:: DATA FOR THIS EXERCISE ::
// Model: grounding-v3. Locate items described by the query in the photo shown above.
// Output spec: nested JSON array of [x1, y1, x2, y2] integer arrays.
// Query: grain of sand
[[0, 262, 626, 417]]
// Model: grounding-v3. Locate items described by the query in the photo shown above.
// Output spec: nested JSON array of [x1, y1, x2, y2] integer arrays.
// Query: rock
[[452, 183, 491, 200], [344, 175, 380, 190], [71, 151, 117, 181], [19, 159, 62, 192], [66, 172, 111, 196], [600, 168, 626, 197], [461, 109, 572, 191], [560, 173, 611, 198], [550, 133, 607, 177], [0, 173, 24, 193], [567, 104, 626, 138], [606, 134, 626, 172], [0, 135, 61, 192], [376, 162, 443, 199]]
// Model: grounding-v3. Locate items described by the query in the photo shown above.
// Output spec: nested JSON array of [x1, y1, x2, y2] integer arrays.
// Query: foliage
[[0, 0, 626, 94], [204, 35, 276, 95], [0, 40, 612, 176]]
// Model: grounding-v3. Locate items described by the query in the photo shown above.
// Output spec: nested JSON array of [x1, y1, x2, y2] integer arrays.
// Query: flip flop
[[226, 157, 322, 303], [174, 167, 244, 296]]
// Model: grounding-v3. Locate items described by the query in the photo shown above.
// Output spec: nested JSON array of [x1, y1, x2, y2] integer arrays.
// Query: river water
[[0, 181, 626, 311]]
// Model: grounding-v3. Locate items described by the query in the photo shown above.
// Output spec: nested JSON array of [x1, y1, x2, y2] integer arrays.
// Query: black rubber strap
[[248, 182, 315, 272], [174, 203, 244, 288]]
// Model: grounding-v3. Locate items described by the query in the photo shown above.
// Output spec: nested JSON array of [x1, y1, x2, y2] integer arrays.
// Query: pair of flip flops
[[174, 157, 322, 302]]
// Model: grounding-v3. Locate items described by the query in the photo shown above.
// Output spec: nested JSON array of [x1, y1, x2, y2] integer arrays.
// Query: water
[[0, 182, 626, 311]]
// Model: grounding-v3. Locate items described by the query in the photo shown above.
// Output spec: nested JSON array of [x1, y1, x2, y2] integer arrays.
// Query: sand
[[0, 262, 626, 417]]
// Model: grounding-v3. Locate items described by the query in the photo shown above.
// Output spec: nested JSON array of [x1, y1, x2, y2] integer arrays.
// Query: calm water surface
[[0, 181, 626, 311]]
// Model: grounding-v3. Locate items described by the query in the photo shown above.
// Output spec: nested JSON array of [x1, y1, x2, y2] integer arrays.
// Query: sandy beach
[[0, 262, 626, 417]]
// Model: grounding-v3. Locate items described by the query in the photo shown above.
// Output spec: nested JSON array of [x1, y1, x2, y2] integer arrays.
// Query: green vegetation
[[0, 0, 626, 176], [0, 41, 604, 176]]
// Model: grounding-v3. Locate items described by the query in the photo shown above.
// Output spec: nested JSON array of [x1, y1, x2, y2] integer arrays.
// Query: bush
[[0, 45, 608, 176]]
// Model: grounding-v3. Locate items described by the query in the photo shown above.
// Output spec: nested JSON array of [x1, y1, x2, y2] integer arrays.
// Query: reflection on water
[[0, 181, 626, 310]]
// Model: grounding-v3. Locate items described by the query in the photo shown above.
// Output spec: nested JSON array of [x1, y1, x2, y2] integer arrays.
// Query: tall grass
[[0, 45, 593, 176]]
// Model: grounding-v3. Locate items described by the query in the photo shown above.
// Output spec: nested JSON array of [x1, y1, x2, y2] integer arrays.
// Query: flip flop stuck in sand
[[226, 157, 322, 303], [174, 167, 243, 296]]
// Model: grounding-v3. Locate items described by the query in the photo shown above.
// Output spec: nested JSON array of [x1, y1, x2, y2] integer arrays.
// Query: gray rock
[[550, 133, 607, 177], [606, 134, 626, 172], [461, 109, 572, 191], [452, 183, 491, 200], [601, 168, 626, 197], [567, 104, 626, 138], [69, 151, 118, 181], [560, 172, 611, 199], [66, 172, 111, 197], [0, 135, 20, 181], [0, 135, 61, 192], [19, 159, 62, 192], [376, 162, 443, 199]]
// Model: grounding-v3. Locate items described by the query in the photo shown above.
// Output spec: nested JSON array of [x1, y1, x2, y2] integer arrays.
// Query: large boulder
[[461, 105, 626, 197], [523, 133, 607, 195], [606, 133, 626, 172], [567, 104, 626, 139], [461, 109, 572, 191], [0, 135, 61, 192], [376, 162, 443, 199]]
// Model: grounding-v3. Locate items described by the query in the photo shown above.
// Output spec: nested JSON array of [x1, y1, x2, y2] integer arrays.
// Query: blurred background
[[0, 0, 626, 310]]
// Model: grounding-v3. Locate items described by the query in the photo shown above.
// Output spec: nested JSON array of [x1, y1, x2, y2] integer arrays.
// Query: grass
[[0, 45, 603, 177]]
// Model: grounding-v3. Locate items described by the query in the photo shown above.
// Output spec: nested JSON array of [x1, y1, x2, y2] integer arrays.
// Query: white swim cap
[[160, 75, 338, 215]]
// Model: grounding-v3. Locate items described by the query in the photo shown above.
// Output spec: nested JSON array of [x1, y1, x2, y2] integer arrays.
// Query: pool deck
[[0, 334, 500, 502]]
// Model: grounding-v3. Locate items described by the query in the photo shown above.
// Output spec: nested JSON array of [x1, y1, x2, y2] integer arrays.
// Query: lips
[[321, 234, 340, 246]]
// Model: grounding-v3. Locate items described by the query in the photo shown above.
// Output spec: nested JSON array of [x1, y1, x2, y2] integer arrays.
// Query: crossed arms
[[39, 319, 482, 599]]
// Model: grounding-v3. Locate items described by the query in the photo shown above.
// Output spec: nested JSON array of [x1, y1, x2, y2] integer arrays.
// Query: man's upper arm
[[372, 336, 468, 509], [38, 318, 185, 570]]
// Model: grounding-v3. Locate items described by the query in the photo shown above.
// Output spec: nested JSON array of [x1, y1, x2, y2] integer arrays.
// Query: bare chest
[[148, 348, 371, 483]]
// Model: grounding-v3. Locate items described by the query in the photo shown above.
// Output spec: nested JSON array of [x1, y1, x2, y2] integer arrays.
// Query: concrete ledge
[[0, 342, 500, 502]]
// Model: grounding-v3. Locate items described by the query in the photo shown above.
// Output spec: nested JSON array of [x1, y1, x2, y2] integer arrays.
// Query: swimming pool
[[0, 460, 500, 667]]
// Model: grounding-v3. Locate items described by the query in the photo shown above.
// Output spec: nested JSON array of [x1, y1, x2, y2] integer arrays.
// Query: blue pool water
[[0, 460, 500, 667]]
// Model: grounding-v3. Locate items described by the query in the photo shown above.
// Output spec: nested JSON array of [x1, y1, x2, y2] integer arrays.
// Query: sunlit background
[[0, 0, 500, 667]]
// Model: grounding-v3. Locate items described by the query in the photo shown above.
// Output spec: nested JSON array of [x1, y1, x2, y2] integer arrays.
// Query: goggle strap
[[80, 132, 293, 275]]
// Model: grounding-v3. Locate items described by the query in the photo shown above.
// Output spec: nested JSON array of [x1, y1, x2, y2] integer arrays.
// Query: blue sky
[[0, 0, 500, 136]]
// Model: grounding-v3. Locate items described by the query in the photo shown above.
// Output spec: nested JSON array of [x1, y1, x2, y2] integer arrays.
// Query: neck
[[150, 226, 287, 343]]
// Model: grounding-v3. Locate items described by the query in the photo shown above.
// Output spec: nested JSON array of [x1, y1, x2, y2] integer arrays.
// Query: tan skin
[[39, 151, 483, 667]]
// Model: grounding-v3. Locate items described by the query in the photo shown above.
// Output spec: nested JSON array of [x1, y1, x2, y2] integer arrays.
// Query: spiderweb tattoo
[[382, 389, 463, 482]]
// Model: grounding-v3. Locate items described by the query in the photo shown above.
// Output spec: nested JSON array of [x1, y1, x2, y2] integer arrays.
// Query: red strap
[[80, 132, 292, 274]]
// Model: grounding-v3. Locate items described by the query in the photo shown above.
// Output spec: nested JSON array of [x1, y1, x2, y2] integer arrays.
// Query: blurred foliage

:: STATED GOAL ::
List every line of the material that contains the string "strap".

:: TASK ANSWER ::
// Query: black rubber strap
// Query: goggle strap
// Query: red strap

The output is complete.